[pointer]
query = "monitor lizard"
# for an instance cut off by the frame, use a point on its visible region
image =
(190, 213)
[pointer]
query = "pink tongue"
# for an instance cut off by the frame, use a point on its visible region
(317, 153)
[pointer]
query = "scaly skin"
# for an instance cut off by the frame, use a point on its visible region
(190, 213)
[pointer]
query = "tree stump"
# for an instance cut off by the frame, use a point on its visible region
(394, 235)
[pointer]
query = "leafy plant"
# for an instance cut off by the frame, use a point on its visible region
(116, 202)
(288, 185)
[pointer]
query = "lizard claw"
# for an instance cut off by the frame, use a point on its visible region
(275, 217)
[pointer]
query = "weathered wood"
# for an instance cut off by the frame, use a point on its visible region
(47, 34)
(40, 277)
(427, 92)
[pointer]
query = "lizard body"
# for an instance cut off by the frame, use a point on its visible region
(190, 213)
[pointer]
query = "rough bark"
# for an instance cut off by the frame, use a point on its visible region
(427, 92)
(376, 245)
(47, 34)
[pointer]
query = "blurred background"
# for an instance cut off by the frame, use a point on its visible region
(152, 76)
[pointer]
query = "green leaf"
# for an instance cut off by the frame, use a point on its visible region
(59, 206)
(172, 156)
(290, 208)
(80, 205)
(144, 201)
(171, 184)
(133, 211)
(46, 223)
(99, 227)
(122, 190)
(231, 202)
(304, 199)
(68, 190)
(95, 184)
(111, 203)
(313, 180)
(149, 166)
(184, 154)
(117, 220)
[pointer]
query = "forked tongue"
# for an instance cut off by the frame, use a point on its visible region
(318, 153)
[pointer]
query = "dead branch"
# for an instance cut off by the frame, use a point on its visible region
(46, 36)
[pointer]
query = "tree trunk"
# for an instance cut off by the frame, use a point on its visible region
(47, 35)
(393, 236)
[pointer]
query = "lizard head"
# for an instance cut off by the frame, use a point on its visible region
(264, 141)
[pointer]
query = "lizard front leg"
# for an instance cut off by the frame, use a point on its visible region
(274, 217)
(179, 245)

----

Go through the records above and set each one down exactly, please.

# TASK OUTPUT
[pointer]
query = "monitor lizard"
# for an instance cut off by the frame, use a point on its visible region
image =
(190, 213)
[pointer]
query = "pink tongue"
# for an instance cut off by the frame, use a point on its visible region
(317, 153)
[pointer]
query = "scaly skin"
# for an instance cut off by the frame, use a point on its visible region
(190, 213)
[pointer]
query = "tree stump"
# for an instance cut off by the frame, use a point on its visible region
(394, 235)
[pointer]
query = "leafy plant"
# for an instance cut off by the frame, use a point on its visible region
(116, 202)
(288, 185)
[pointer]
query = "lizard claw"
# for an instance cut off by the frame, use a point on its visible region
(275, 217)
[pointer]
query = "weathered wood"
# for an instance cut off by the frame, use a point on its visible region
(47, 34)
(40, 277)
(427, 92)
[pointer]
query = "lizard body"
# for an instance cut off by the frame, use a point on its visible region
(190, 213)
[pointer]
query = "rough bark"
# for an instance cut off by the frame, use a point on its visible region
(427, 92)
(376, 245)
(47, 34)
[pointer]
query = "blurred background"
# for an instance cut off by the frame, use a point on its visible region
(152, 76)
[pointer]
query = "green leaf"
# for an instance cut off by the frame, use a point on its visible region
(59, 206)
(172, 156)
(290, 208)
(80, 205)
(144, 201)
(171, 184)
(133, 211)
(46, 223)
(99, 227)
(122, 190)
(231, 202)
(304, 199)
(68, 190)
(95, 184)
(111, 203)
(313, 180)
(149, 166)
(184, 154)
(117, 220)
[pointer]
query = "forked tongue"
# for an instance cut off by the frame, use a point on its visible region
(318, 153)
[pointer]
query = "dead branch"
# for an instance cut off by the frame, use a point on its visible region
(46, 36)
[pointer]
query = "tree trunk"
# for an instance cut off by the frame, use a point on its visible region
(47, 35)
(393, 236)
[pointer]
query = "lizard head"
# for an instance cut off by the frame, use a point on its visible region
(264, 141)
[pointer]
query = "lizard front leg"
# for an instance cut off by the frame, use a point on its visible region
(274, 217)
(179, 245)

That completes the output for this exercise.